▶ **What you will do**:
Can you give the material below again with each "marker" changed to "pin" and everything else left as it is?

+===+

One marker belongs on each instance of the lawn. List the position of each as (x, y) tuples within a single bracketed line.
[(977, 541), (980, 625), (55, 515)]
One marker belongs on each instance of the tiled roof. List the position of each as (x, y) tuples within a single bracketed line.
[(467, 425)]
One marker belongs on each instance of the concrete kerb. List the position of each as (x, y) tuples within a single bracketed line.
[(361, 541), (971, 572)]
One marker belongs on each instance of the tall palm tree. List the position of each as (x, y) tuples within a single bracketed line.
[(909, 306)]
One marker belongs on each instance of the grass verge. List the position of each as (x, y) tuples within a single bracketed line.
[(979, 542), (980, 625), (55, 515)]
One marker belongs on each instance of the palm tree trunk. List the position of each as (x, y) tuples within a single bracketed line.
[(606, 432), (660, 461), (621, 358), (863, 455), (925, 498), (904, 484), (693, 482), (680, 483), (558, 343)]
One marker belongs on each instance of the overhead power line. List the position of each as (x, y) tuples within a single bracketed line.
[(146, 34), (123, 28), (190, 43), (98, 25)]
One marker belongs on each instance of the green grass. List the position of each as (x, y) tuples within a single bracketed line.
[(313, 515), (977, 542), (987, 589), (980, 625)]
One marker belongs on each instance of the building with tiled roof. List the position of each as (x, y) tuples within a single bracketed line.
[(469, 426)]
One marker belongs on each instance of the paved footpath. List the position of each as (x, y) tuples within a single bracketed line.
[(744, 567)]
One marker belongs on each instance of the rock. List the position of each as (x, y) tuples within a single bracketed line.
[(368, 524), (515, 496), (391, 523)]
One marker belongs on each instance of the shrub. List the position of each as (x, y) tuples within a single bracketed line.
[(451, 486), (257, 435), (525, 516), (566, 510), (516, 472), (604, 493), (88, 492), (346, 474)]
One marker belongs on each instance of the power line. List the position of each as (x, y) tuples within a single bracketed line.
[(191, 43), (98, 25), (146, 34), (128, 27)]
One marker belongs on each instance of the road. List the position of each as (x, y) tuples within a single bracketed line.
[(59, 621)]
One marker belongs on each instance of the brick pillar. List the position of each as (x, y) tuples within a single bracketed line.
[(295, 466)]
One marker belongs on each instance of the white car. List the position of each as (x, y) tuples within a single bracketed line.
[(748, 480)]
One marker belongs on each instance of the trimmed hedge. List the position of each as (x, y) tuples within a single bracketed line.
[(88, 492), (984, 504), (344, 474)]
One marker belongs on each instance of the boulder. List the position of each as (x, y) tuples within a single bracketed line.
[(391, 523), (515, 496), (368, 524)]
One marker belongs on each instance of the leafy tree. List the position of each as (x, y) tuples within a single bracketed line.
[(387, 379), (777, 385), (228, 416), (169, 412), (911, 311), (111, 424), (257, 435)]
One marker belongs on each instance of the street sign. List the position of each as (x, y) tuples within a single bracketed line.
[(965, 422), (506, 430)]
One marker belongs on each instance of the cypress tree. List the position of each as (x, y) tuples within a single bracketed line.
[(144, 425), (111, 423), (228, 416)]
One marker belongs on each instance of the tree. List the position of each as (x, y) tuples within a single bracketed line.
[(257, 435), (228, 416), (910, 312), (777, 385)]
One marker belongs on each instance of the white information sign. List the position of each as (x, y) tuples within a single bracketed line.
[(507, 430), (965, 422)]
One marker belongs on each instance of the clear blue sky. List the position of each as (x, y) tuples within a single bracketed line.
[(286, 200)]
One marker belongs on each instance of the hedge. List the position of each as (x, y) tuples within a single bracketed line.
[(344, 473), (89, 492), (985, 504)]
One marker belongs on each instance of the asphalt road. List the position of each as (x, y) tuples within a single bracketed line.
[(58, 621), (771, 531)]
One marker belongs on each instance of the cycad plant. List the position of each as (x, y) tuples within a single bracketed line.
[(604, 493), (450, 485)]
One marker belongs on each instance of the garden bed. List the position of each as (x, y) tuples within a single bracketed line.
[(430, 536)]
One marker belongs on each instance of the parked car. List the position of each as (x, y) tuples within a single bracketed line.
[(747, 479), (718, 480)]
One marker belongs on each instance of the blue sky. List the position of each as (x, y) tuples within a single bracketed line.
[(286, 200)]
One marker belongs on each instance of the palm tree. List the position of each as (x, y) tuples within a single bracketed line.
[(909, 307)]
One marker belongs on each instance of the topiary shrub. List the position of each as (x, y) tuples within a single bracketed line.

+===+

▶ **Worked answer**:
One pin belongs on each instance of the lawn. List the position of each as (x, y) tuples within a single bracketed line.
[(977, 541), (980, 625), (55, 515)]
One pin belongs on each instance of the tiled roof. List the position of each as (x, y) tuples within a single bracketed line.
[(467, 425)]
One pin belongs on each instance of the concrete kerb. List the position of each as (x, y) tuples within a single bracketed line.
[(361, 541), (971, 572)]
One pin belongs on each instance of the tall palm tree. List the position of each as (x, y) tuples within a single bracketed line.
[(909, 306)]
One pin belongs on each instance of the grass verge. List the position of each as (x, y) tuples within a single bracketed line.
[(979, 542), (980, 625), (55, 515)]
One pin belongs on each instance of the palm tree trunk. List the position of each as (x, y) tuples within a single bracketed line.
[(606, 432), (660, 461), (621, 358), (863, 455), (925, 498), (904, 484), (693, 482), (680, 483), (558, 343)]
One pin belongs on each instance of the overhead power line. List the position of each as (x, y) tuples within a single bracketed line.
[(146, 34), (123, 28), (190, 43), (98, 25)]
One pin belongs on each instance of the green grass. List the position of each as (x, y) tuples within a single bracketed line.
[(313, 515), (977, 542), (987, 589), (980, 625)]
One pin belongs on each instance of the building with tiled roof. List the position of each as (x, y) tuples within a single bracketed line.
[(469, 426)]
One pin belongs on each instance of the paved footpath. List the position of each as (x, y) tuples within a single bracketed line.
[(744, 567)]
One pin belongs on each instance of the rock. List the position of each as (x, y) tuples within a single bracketed line.
[(368, 524), (515, 496), (391, 523)]
One pin belongs on each instance of the shrub. List the position of each as (x, y) tuples within a single bracketed line.
[(451, 486), (257, 435), (525, 516), (566, 510), (516, 472), (604, 493), (88, 492), (346, 474)]
One pin belongs on each instance of the power line. List the position of each as (x, y) tuples within a single bracketed line.
[(191, 43), (98, 25), (146, 34), (128, 27)]
One pin belongs on each instance of the road. List the position of each as (x, y) tuples within a single bracketed line.
[(59, 621)]
One pin belongs on each instance of the brick pillar. List the position of each as (x, y) tuples within a single bracketed line.
[(295, 466)]
One pin belongs on each instance of the white car. List the position of each as (x, y) tuples within a single bracketed line.
[(748, 480)]
One pin belongs on each instance of the trimmed hedge. List the position of each as (x, y) tuples within a single bracketed line.
[(88, 492), (984, 504), (344, 474)]
One pin belongs on each instance of the boulder. List the position of each as (x, y) tuples within a single bracketed line.
[(391, 523), (515, 496), (368, 524)]
One pin belongs on each instance of the leafy tree. List the position of each as (x, y) tuples within a single bracketed line.
[(387, 379), (777, 385), (228, 416), (169, 412), (911, 311), (111, 424), (257, 435)]
One pin belongs on each instance of the street sign. List the position of each as (x, y) tuples within a single bracketed line.
[(965, 422), (506, 430)]
One pin belongs on each instance of the cypress tree. List the position of each as (x, y) tuples within a single bracketed line.
[(144, 425), (111, 423), (228, 416)]
One pin belongs on each instance of the tree. List the position of each as (x, y) tuples within a single bracketed line.
[(257, 435), (228, 416), (910, 312), (777, 385)]
One pin belongs on each instance of the white information sign. List the position of each as (x, y) tuples within a single bracketed line.
[(507, 430), (965, 422)]
One pin belongs on each instance of the clear blue sky. List the position of each as (x, y) tuples within a single bracketed line.
[(286, 200)]
One pin belongs on each instance of the hedge. List the position of each as (x, y) tuples within a single bracketed line.
[(344, 473), (89, 492), (985, 504)]
One pin belongs on each instance of the asphalt road. List the position of each as (x, y) tuples within a single bracketed line.
[(58, 621), (771, 531)]
One pin belongs on each instance of the cycad plant. List the position of each as (x, y) tuples within a single bracketed line.
[(604, 493), (450, 485)]
One pin belongs on each instance of the garden bed. List the position of each as (x, y) tuples within a single bracketed line.
[(430, 536)]
One pin belongs on each instance of the parked car. List the position of each as (x, y) tuples within a single bracketed line.
[(747, 479), (718, 480)]
One pin belongs on each instance of the blue sky. List the position of each as (x, y) tuples within a single bracketed line.
[(286, 200)]
One pin belongs on each instance of the palm tree. List the position of each as (x, y) tuples within a single bracketed line.
[(909, 307)]
One pin belongs on each instance of the topiary shrub. List the position of each as (x, y) tuples within a single bracketed line.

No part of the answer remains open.